# Short exercise:
Copy the lines below word for word, starting with the line that contains "Q: Locate the overcast" and going on through the line that contains "(1006, 148)". Copy only those lines.

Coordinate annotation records
[START]
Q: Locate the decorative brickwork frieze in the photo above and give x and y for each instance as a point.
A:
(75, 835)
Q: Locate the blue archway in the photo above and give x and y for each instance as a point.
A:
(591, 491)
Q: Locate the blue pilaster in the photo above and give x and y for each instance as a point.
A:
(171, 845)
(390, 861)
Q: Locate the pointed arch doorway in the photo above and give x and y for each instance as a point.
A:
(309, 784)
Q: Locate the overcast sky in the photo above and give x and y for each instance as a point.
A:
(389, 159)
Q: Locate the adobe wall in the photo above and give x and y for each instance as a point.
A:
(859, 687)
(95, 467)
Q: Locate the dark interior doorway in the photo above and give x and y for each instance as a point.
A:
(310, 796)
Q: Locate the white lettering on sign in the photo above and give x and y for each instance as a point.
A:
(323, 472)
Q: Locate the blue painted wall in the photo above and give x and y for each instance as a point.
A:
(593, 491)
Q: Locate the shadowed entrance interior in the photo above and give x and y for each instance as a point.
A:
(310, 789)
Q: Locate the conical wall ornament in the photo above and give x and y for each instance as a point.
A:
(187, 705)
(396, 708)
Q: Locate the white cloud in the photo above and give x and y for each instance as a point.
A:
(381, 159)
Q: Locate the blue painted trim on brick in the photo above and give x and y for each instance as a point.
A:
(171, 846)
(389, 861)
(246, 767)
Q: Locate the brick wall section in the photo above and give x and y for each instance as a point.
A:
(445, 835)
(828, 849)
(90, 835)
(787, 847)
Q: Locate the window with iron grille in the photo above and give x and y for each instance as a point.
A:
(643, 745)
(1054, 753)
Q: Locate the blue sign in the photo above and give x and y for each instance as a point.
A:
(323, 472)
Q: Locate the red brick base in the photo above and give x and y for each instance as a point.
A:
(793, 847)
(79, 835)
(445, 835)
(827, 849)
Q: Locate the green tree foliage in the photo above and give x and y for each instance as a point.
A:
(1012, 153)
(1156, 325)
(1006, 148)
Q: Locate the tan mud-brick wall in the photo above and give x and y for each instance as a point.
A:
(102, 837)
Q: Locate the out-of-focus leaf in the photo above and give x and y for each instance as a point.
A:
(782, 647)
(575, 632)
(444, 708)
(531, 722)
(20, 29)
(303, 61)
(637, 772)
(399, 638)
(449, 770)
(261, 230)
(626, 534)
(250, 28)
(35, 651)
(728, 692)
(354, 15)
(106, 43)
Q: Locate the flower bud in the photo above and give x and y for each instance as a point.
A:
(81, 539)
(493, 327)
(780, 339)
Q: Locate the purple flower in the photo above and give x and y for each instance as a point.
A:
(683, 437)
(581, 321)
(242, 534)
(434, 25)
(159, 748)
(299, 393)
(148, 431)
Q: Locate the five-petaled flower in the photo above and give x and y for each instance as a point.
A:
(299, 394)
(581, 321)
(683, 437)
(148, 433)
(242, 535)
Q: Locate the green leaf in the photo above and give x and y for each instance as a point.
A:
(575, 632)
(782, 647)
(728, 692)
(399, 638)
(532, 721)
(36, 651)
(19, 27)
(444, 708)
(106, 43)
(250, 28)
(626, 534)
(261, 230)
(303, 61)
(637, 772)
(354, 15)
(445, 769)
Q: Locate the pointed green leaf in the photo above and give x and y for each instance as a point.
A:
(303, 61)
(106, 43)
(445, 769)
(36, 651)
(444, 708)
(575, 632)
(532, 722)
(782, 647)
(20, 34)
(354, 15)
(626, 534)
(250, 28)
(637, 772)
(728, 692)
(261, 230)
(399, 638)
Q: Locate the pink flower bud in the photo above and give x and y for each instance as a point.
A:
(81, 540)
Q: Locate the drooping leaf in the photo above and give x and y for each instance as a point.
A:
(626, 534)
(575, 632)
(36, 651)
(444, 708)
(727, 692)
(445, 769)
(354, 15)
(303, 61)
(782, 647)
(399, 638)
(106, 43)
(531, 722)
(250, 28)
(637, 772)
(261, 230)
[END]
# Finished task:
Q: Locate the overcast sky in the photo above and give x and y for each instance as a point.
A:
(389, 159)
Q: Locate the adobe wall in the photo above and give x and y for each instance as a point.
A:
(859, 687)
(95, 467)
Q: Locate the dark interior doorway in the photo above and give x and y for each instance as a point.
A:
(310, 796)
Q: Locate the white lettering on sign in the photo above and give x and y for each instance as a point.
A:
(323, 472)
Q: Locate the blue painted wall in the photo above and give x and y for each instance as a point.
A:
(593, 491)
Q: Locate the shadowed entrance interior in the photo above and give x and y for each instance as a point.
A:
(310, 789)
Q: Locate the conical wall ornament in the photo above and give x and y for each instance as a point.
A:
(187, 705)
(396, 708)
Q: Locate the white cloud in the photo above and give x and y for each instance as a point.
A:
(381, 159)
Q: Locate the blue painted trim on brick in the photo above and give x and y for each instance as a point.
A:
(171, 846)
(389, 861)
(246, 767)
Q: Locate the brick wall section in the photo above and give x and y for each instance as a point.
A:
(445, 835)
(828, 849)
(90, 835)
(787, 847)
Q: Locate the window with iron grille in the photo above and give x and y for each instance as a point.
A:
(643, 745)
(1054, 753)
Q: Locate the blue sign in the photo above and give x and y for each instance as a point.
A:
(323, 472)
Q: Locate the red brick base in the photo above and give x and y for each instance as a point.
A:
(793, 847)
(79, 835)
(445, 835)
(827, 849)
Q: Locate the green tree foliage in the photo above and give x and y for each instance as a point.
A:
(1012, 153)
(1156, 325)
(1006, 148)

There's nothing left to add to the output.